-- PAGE start --

The Irish Federation of University Teachers (of which the plaintiff is a member) responded to this letter and wrote to Mr. Ray McGee, Deputy Chairman of the Labour Court on 4th December 2008. The Labour Court responded by letter of 5th December, 2008, to the IFUT General Secretary and Mr. Baker, stating as follows:-
        “The Court would wish to remind the parties that, on the day [of the hearing], the Court, in granting the adjournment, expressed a hope that such adjournment would be a short one of only a couple of weeks, but that on receipt of IFUT’s legal submission, which were to be copied to the NUI Maynooth, a new date would be set.
        In the interim, the Court remarked to the parties that it would prefer that there be no change in the status quo regarding the claimant. The College’s response as recorded was that it was willing to continue the arrangements, including payment.
        Obviously, the Court’s only direct role in this matter is under the specific provisions of the Protection of Employees (Fixed-Term Work) Act, 2003.
        The Court would prefer that this be the only matter at issue on resumption of the case and is simply reminding the parties what occurred on the 16th October last.”

-- PAGE end --
-- PROVIDED MATERIAL start --

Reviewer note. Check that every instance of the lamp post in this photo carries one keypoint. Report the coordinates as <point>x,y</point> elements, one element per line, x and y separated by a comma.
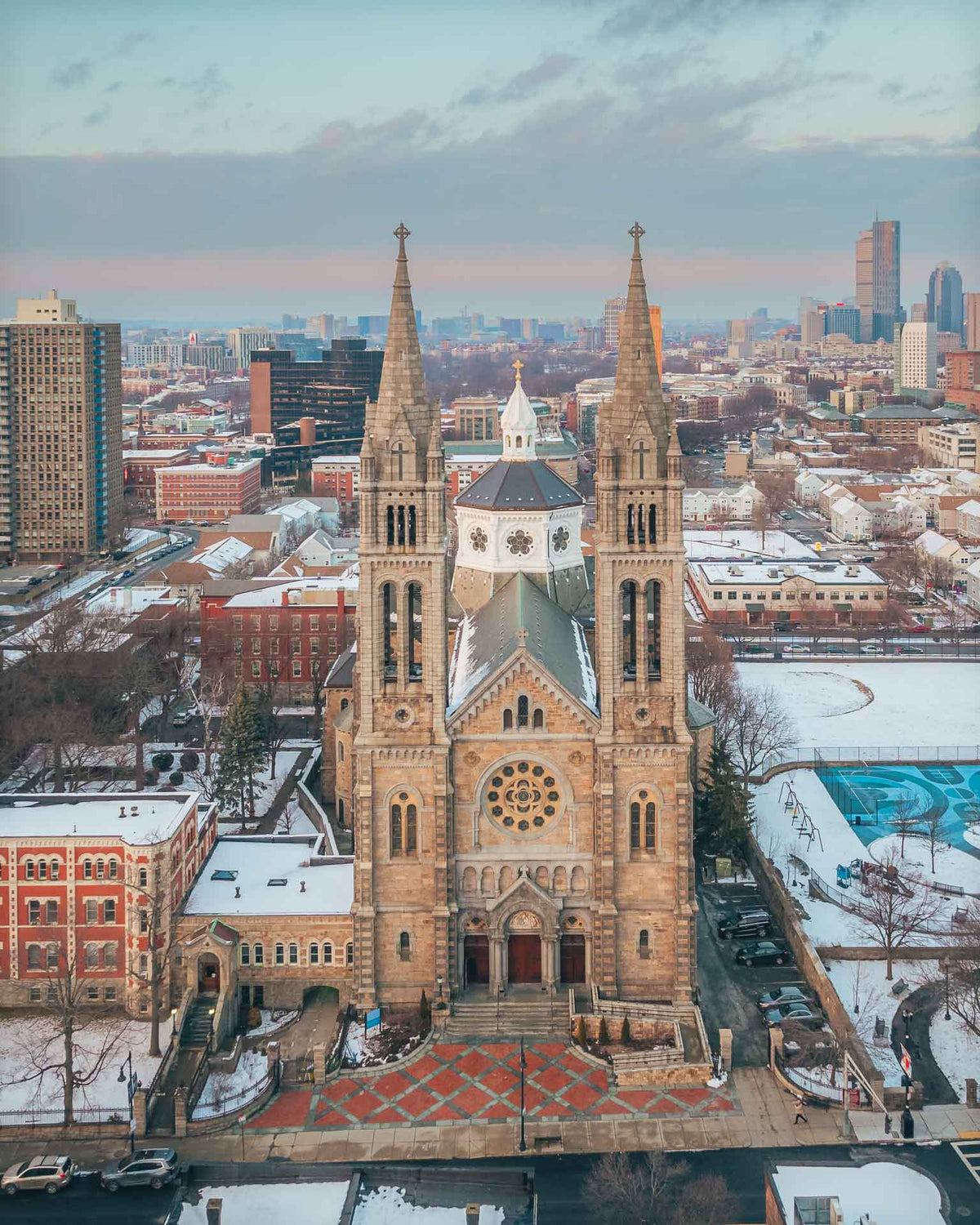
<point>522,1146</point>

-- PROVIDED MATERIAL end --

| WRITTEN PROBLEM 1 |
Could you condense the paragraph of the Labour Court text above that begins "In the interim" into a short list of its main facts?
| WRITTEN PROBLEM 2 |
Can you retype, word for word, the part of the Labour Court text that opens with the words "The Irish Federation" and closes with "would be set."?

| WRITTEN SOLUTION 1 |
- The Court told the parties it would prefer no change to the claimant's status quo in the meantime.
- The College said it was willing to continue the arrangements, including payment.

| WRITTEN SOLUTION 2 |
The Irish Federation of University Teachers (of which the plaintiff is a member) responded to this letter and wrote to Mr. Ray McGee, Deputy Chairman of the Labour Court on 4th December 2008. The Labour Court responded by letter of 5th December, 2008, to the IFUT General Secretary and Mr. Baker, stating as follows:-
        “The Court would wish to remind the parties that, on the day [of the hearing], the Court, in granting the adjournment, expressed a hope that such adjournment would be a short one of only a couple of weeks, but that on receipt of IFUT’s legal submission, which were to be copied to the NUI Maynooth, a new date would be set.